Segment Start: Given data

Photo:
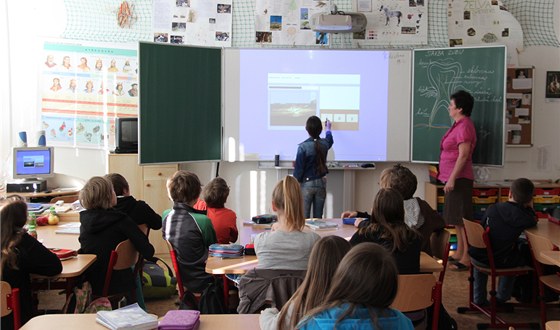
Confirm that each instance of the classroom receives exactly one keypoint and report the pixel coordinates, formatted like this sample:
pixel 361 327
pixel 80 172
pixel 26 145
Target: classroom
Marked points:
pixel 30 28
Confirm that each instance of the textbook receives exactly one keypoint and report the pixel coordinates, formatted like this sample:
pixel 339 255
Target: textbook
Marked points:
pixel 180 320
pixel 320 224
pixel 131 317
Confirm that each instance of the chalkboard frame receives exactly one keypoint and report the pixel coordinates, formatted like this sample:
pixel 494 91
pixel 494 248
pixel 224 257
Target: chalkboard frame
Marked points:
pixel 180 116
pixel 425 145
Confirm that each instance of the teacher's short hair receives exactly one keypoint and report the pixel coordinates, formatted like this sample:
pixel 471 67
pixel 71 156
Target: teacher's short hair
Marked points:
pixel 463 100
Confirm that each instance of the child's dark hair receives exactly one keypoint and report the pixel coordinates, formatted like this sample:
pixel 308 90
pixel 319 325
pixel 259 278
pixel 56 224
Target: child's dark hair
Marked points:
pixel 184 187
pixel 401 179
pixel 463 100
pixel 388 220
pixel 367 276
pixel 216 193
pixel 522 190
pixel 120 185
pixel 314 127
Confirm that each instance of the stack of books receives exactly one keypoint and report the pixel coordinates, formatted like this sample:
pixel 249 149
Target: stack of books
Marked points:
pixel 180 320
pixel 131 317
pixel 320 224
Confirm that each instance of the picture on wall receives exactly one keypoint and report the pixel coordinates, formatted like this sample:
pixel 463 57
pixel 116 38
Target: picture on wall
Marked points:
pixel 552 84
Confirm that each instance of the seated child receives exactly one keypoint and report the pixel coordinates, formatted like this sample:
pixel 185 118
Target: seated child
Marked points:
pixel 287 246
pixel 223 219
pixel 388 229
pixel 323 261
pixel 507 221
pixel 361 293
pixel 102 229
pixel 418 213
pixel 188 230
pixel 138 210
pixel 22 255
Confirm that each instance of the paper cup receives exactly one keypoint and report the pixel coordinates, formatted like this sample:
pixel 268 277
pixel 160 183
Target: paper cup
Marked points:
pixel 22 139
pixel 41 139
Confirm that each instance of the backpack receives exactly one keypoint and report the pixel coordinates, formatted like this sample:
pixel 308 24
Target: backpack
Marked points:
pixel 80 302
pixel 158 280
pixel 212 298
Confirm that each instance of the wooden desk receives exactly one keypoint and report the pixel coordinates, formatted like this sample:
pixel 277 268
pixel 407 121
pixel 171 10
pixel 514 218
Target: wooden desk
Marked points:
pixel 551 256
pixel 50 239
pixel 547 229
pixel 87 322
pixel 52 193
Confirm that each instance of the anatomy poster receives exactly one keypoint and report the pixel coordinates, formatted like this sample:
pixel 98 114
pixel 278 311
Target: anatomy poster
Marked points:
pixel 392 22
pixel 193 22
pixel 84 87
pixel 287 22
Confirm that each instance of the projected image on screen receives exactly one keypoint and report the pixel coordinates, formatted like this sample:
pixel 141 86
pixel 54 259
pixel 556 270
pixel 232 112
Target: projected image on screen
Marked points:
pixel 295 97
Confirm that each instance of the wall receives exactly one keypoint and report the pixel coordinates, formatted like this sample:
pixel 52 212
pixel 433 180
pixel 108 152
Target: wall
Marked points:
pixel 251 186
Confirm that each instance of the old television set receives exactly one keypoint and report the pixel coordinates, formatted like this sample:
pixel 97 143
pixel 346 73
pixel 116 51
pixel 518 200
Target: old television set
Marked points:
pixel 32 166
pixel 126 135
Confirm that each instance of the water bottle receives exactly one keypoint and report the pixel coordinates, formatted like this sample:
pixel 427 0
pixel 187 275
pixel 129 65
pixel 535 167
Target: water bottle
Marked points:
pixel 32 225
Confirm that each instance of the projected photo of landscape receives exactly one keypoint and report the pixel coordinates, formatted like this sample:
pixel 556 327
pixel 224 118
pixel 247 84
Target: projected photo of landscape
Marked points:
pixel 291 107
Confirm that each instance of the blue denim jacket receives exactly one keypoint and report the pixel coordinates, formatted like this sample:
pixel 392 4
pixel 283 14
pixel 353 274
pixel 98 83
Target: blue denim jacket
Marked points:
pixel 305 167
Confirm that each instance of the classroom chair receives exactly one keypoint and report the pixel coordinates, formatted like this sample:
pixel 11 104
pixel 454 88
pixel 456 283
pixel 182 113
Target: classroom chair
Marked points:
pixel 478 237
pixel 418 292
pixel 180 286
pixel 10 303
pixel 124 256
pixel 440 245
pixel 263 288
pixel 539 244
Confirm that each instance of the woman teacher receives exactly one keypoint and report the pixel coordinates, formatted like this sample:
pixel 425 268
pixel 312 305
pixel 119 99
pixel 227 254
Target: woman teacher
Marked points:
pixel 311 166
pixel 455 169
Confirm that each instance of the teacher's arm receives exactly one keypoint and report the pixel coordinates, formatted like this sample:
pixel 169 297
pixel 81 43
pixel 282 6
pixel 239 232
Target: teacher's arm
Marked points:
pixel 464 154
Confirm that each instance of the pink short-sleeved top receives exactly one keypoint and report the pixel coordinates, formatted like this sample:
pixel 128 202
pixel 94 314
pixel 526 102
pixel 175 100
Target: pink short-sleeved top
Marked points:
pixel 461 131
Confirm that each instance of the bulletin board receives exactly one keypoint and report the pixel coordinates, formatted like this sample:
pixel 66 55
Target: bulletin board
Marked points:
pixel 519 106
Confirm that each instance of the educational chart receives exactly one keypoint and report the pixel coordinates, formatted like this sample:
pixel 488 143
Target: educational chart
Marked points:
pixel 192 22
pixel 437 74
pixel 483 22
pixel 287 22
pixel 392 22
pixel 85 86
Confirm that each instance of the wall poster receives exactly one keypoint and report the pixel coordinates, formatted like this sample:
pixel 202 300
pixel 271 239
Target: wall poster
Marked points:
pixel 392 22
pixel 84 87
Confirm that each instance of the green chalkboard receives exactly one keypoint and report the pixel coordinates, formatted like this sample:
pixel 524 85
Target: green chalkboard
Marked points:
pixel 180 103
pixel 438 73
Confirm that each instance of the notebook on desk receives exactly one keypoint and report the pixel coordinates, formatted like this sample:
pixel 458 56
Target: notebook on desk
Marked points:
pixel 72 228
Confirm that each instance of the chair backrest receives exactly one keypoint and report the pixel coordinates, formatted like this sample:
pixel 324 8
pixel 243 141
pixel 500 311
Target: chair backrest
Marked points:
pixel 9 303
pixel 475 234
pixel 539 244
pixel 66 198
pixel 122 257
pixel 439 245
pixel 261 288
pixel 175 263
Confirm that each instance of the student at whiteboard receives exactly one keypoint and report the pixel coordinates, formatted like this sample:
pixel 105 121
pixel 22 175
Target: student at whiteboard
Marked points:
pixel 455 169
pixel 311 166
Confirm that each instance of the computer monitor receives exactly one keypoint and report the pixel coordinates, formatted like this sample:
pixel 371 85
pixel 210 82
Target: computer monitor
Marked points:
pixel 33 163
pixel 126 135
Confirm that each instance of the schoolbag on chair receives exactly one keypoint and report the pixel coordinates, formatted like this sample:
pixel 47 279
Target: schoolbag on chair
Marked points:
pixel 158 280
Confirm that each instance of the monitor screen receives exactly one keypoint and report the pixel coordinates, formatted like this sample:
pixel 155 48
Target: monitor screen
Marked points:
pixel 127 135
pixel 33 162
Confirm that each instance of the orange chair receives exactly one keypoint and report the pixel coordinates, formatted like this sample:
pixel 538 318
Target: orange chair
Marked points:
pixel 478 237
pixel 540 244
pixel 10 303
pixel 124 256
pixel 417 292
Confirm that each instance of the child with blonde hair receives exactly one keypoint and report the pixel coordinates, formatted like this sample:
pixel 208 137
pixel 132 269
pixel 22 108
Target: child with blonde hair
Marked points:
pixel 287 246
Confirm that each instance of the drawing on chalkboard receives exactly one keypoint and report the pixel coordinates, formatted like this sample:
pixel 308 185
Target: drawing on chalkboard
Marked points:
pixel 443 78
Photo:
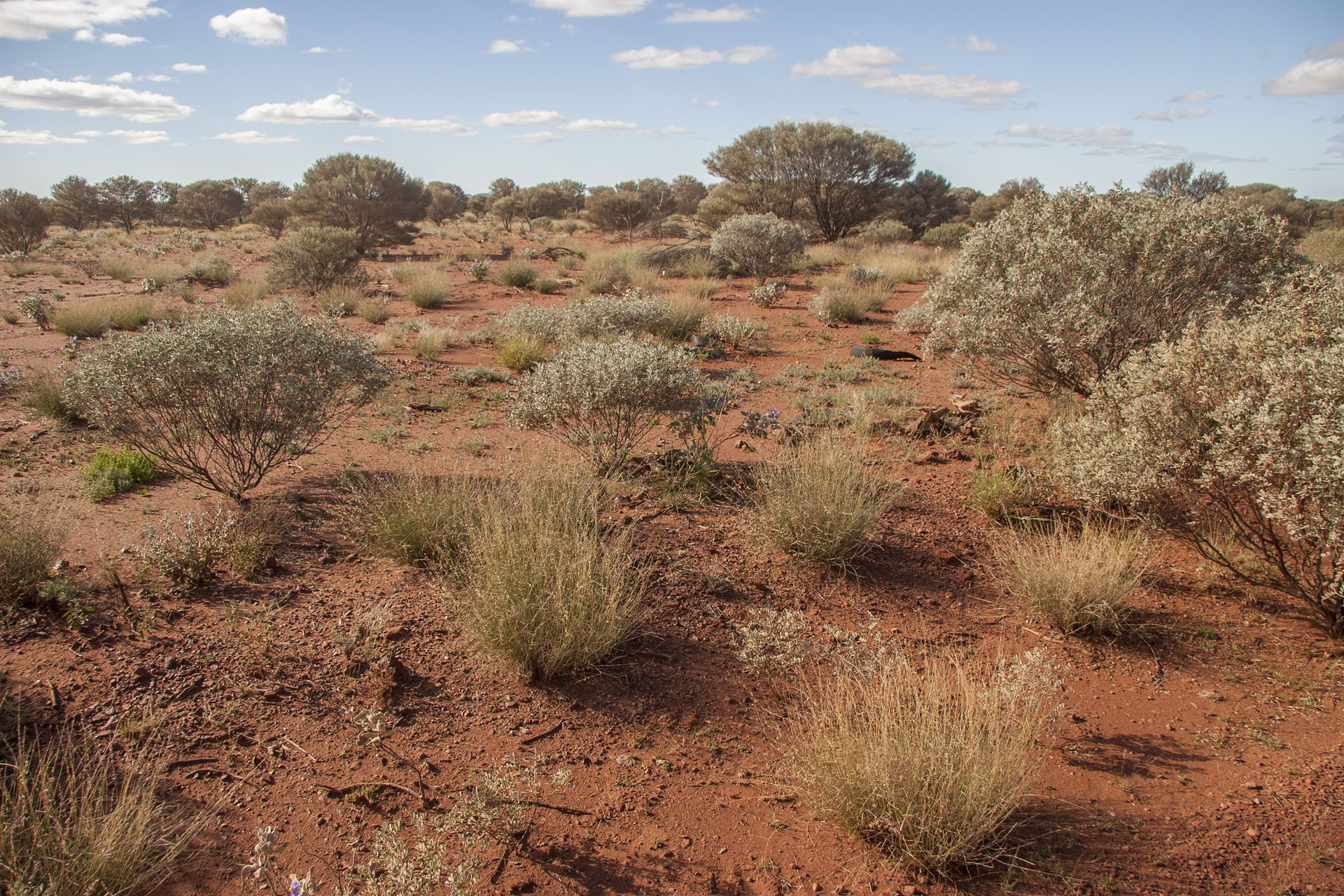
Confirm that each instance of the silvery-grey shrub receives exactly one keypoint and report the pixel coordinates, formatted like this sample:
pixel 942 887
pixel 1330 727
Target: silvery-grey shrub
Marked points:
pixel 1236 435
pixel 1060 289
pixel 760 245
pixel 229 396
pixel 603 398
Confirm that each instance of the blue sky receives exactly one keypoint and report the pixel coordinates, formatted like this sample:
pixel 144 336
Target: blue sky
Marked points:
pixel 605 90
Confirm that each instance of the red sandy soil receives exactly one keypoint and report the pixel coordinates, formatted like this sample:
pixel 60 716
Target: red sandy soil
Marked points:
pixel 1203 755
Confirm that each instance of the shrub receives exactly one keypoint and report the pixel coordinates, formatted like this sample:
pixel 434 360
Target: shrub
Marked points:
pixel 927 764
pixel 603 398
pixel 517 273
pixel 414 519
pixel 1058 290
pixel 428 290
pixel 1075 582
pixel 819 503
pixel 315 258
pixel 1234 429
pixel 73 824
pixel 758 245
pixel 545 590
pixel 949 235
pixel 116 470
pixel 227 397
pixel 30 545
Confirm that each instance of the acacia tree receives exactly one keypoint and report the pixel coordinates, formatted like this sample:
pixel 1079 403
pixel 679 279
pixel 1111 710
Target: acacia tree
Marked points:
pixel 363 194
pixel 832 176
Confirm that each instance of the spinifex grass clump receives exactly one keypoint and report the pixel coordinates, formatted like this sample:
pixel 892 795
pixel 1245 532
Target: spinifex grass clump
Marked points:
pixel 929 764
pixel 546 589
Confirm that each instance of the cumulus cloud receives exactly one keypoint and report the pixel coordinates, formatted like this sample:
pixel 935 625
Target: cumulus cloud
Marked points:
pixel 1196 96
pixel 1174 113
pixel 689 15
pixel 654 57
pixel 870 67
pixel 38 19
pixel 254 137
pixel 336 109
pixel 508 46
pixel 35 137
pixel 257 26
pixel 89 99
pixel 134 137
pixel 589 8
pixel 537 137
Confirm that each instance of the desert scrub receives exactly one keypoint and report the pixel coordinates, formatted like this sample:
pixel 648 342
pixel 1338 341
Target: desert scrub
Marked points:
pixel 545 589
pixel 416 519
pixel 604 398
pixel 758 245
pixel 1059 290
pixel 315 258
pixel 74 822
pixel 428 290
pixel 115 470
pixel 226 397
pixel 30 545
pixel 926 763
pixel 819 503
pixel 1234 429
pixel 1078 582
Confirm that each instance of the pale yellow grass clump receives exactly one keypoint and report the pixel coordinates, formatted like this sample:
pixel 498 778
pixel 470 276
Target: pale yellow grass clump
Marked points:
pixel 546 589
pixel 927 764
pixel 1079 582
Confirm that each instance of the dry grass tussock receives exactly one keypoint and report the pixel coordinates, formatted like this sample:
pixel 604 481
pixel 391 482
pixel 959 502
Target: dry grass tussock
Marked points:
pixel 546 589
pixel 1079 582
pixel 76 824
pixel 929 764
pixel 819 503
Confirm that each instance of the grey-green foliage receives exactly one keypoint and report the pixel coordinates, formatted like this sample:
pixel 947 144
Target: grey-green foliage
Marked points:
pixel 1234 434
pixel 315 258
pixel 229 396
pixel 758 245
pixel 603 398
pixel 1058 290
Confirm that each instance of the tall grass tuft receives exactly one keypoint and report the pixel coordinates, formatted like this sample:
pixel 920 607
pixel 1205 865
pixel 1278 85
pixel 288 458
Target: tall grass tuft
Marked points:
pixel 1077 582
pixel 545 589
pixel 819 503
pixel 927 764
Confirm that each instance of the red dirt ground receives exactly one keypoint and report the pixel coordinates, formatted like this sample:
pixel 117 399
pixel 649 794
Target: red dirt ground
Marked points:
pixel 1202 755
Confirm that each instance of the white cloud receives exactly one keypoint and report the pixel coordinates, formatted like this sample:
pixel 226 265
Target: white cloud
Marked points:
pixel 588 8
pixel 136 137
pixel 336 109
pixel 523 117
pixel 654 57
pixel 35 137
pixel 1196 96
pixel 1310 78
pixel 1174 113
pixel 89 99
pixel 38 19
pixel 976 45
pixel 848 62
pixel 257 26
pixel 732 13
pixel 537 137
pixel 508 46
pixel 254 137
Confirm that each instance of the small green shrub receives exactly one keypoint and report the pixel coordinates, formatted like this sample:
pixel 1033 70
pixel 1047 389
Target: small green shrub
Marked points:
pixel 115 470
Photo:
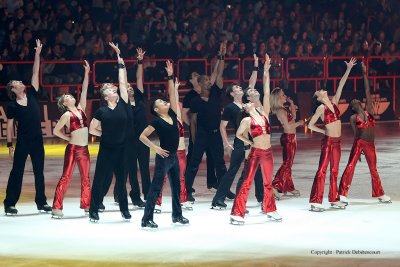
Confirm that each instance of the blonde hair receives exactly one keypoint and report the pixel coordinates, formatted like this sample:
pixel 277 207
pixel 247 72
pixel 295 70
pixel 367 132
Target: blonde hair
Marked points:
pixel 274 100
pixel 60 104
pixel 106 86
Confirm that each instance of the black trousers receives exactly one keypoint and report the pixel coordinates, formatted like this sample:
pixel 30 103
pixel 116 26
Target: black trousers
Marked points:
pixel 164 166
pixel 136 152
pixel 212 180
pixel 211 140
pixel 237 158
pixel 258 182
pixel 35 150
pixel 110 159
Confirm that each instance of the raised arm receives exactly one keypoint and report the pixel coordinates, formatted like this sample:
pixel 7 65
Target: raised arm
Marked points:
pixel 253 77
pixel 219 81
pixel 350 65
pixel 242 132
pixel 171 86
pixel 85 85
pixel 144 137
pixel 58 129
pixel 36 65
pixel 122 76
pixel 139 71
pixel 95 127
pixel 266 84
pixel 10 131
pixel 368 105
pixel 314 119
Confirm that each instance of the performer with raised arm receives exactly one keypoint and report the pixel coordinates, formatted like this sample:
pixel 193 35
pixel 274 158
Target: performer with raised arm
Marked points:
pixel 363 124
pixel 285 110
pixel 74 118
pixel 136 152
pixel 25 109
pixel 181 152
pixel 329 113
pixel 208 108
pixel 237 151
pixel 111 123
pixel 166 125
pixel 256 123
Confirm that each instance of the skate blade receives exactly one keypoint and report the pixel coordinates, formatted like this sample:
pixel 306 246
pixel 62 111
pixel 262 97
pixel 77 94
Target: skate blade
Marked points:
pixel 234 222
pixel 274 219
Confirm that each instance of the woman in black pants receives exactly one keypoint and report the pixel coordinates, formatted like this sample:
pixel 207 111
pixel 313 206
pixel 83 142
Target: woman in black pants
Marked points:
pixel 165 124
pixel 25 109
pixel 111 123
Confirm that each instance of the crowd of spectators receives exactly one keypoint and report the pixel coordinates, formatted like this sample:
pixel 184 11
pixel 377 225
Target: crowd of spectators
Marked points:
pixel 81 29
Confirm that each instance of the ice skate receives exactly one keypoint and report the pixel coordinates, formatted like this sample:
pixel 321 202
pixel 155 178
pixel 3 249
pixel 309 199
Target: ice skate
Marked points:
pixel 316 207
pixel 218 204
pixel 293 193
pixel 126 215
pixel 157 209
pixel 182 220
pixel 237 220
pixel 344 200
pixel 44 208
pixel 338 205
pixel 57 214
pixel 277 195
pixel 11 211
pixel 385 199
pixel 149 224
pixel 187 205
pixel 93 216
pixel 101 207
pixel 274 216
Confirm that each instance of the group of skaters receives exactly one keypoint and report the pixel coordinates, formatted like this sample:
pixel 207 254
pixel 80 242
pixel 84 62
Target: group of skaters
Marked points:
pixel 124 131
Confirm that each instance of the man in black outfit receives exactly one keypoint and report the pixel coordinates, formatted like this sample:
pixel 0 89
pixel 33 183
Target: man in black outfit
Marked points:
pixel 165 124
pixel 112 123
pixel 25 109
pixel 208 108
pixel 191 120
pixel 230 114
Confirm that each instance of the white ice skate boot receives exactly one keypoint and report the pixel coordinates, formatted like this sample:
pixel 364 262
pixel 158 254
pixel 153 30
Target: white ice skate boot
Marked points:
pixel 384 199
pixel 274 216
pixel 317 207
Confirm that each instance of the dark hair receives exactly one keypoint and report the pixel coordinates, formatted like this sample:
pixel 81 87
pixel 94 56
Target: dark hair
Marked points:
pixel 315 103
pixel 241 115
pixel 152 107
pixel 10 93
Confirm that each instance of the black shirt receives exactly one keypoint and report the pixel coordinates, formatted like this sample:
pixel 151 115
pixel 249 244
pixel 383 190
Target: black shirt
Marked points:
pixel 167 133
pixel 230 114
pixel 188 98
pixel 139 112
pixel 208 112
pixel 114 123
pixel 28 117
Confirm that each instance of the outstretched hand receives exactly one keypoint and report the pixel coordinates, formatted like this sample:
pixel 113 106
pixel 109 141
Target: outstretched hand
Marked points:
pixel 267 63
pixel 351 63
pixel 177 84
pixel 86 66
pixel 141 53
pixel 255 60
pixel 115 47
pixel 169 68
pixel 38 47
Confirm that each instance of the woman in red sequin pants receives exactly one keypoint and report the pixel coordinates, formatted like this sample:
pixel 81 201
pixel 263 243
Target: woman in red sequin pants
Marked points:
pixel 77 150
pixel 285 110
pixel 257 124
pixel 327 110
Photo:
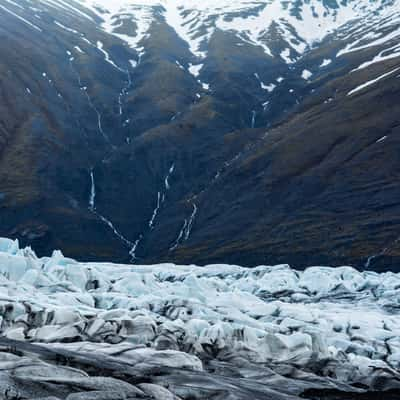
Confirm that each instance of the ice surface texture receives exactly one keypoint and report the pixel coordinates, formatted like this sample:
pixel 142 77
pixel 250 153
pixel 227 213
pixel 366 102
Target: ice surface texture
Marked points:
pixel 271 322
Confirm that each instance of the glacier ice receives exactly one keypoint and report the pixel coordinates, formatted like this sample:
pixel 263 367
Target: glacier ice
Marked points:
pixel 341 319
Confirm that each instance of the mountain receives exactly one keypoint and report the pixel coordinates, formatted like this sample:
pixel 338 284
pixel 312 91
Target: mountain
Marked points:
pixel 249 132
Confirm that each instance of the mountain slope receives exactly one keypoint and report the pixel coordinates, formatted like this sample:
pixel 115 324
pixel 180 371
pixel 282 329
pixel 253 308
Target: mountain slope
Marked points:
pixel 250 132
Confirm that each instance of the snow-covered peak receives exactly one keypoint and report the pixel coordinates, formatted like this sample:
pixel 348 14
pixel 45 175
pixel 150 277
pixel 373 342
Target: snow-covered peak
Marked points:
pixel 300 24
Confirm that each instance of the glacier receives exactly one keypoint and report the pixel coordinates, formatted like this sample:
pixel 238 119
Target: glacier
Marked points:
pixel 194 331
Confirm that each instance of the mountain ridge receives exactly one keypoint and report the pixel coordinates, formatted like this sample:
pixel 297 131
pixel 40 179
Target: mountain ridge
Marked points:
pixel 199 150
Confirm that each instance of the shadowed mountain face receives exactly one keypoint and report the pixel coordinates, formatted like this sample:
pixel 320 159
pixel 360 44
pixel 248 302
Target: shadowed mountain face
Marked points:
pixel 251 132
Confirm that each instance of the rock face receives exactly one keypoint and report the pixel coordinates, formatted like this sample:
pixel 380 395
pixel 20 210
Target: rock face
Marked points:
pixel 106 331
pixel 248 132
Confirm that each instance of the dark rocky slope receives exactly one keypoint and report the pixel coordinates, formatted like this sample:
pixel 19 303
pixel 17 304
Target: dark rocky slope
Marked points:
pixel 302 179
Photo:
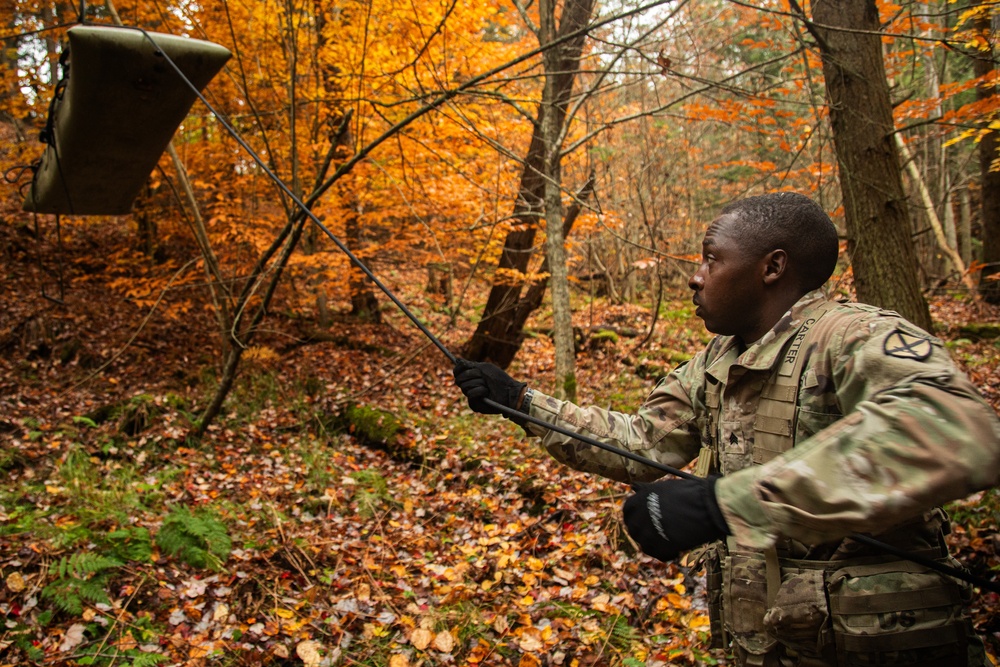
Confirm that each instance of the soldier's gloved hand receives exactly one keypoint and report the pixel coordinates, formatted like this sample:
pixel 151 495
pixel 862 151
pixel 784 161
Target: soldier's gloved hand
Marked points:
pixel 671 516
pixel 480 380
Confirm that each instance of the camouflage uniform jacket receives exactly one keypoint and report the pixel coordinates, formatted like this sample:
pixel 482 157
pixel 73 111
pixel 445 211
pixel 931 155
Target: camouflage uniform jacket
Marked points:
pixel 886 427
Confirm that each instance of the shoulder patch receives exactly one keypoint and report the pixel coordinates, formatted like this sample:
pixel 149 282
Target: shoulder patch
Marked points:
pixel 906 345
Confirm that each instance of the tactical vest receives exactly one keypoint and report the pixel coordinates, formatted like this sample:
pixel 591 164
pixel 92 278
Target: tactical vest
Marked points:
pixel 824 612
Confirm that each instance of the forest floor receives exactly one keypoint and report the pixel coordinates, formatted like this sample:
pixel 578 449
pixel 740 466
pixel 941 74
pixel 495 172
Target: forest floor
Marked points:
pixel 346 508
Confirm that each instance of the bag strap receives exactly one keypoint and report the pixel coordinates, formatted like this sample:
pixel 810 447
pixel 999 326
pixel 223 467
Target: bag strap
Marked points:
pixel 774 425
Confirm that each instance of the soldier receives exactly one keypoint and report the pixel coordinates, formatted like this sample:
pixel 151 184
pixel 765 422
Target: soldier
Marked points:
pixel 809 421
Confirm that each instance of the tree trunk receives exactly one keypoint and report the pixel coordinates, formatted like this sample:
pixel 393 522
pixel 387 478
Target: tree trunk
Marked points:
pixel 497 337
pixel 555 241
pixel 364 305
pixel 879 229
pixel 990 187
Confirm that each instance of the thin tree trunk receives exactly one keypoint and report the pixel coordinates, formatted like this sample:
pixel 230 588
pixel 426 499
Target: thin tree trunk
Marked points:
pixel 879 229
pixel 496 337
pixel 555 242
pixel 990 186
pixel 940 233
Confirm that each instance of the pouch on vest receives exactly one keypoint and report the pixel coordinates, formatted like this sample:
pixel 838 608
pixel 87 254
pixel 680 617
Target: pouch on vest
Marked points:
pixel 745 593
pixel 711 560
pixel 898 614
pixel 800 616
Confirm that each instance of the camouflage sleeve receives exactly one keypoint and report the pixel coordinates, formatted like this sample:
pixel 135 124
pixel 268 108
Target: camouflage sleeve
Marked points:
pixel 665 428
pixel 915 434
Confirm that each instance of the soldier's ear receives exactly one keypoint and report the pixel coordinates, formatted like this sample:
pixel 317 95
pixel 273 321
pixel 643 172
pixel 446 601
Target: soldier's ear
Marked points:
pixel 775 265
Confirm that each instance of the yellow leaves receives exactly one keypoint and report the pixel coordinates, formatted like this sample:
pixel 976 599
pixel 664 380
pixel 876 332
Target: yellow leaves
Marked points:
pixel 15 582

Segment End: Given data

Only the lines above from the one with "pixel 346 73" up to and including the one with "pixel 128 202" should be repeated, exactly as written.

pixel 346 73
pixel 116 51
pixel 518 200
Target: old television set
Marked points:
pixel 32 166
pixel 126 135
Confirm that each instance of the water bottle receives exactly one keypoint and report the pixel coordinates, formatted like this sample:
pixel 427 0
pixel 187 275
pixel 129 65
pixel 535 167
Target: water bottle
Marked points:
pixel 32 225
Confirm that each instance of the projected photo of landscape receives exactly one keypoint and report the pixel coordinates, formatted like this sample:
pixel 556 327
pixel 224 118
pixel 247 84
Target: projected photo of landscape
Marked points:
pixel 291 107
Confirm that each instance of the blue denim jacket receives exactly one keypoint and report the pixel coordinates, formatted like this sample:
pixel 392 4
pixel 283 14
pixel 353 274
pixel 98 83
Target: blue denim jacket
Marked points:
pixel 305 167
Confirm that each instance of the classroom chair receives exactly one keypoint and report the pixel coordinates, formatted like this sample:
pixel 11 104
pixel 454 88
pixel 456 283
pixel 182 113
Target: classroom chair
Marked points:
pixel 478 237
pixel 418 292
pixel 180 286
pixel 10 303
pixel 124 256
pixel 440 245
pixel 263 288
pixel 539 244
Confirm that each instance of the woman teacher receives exactly one keypoint and report the pixel coordinates, formatted like this sample:
pixel 425 268
pixel 312 305
pixel 119 99
pixel 227 254
Target: woman teacher
Marked points:
pixel 311 166
pixel 455 169
Confirm that each instance of the teacher's arm receives exactly one keypoint and report the pixel coordinates, formatted like this sample:
pixel 169 297
pixel 81 43
pixel 282 6
pixel 239 232
Target: teacher's arm
Marked points:
pixel 464 154
Confirm that each instance of the pink short-sleeved top receives exactly one keypoint and report the pixel coordinates, formatted like this sample:
pixel 128 202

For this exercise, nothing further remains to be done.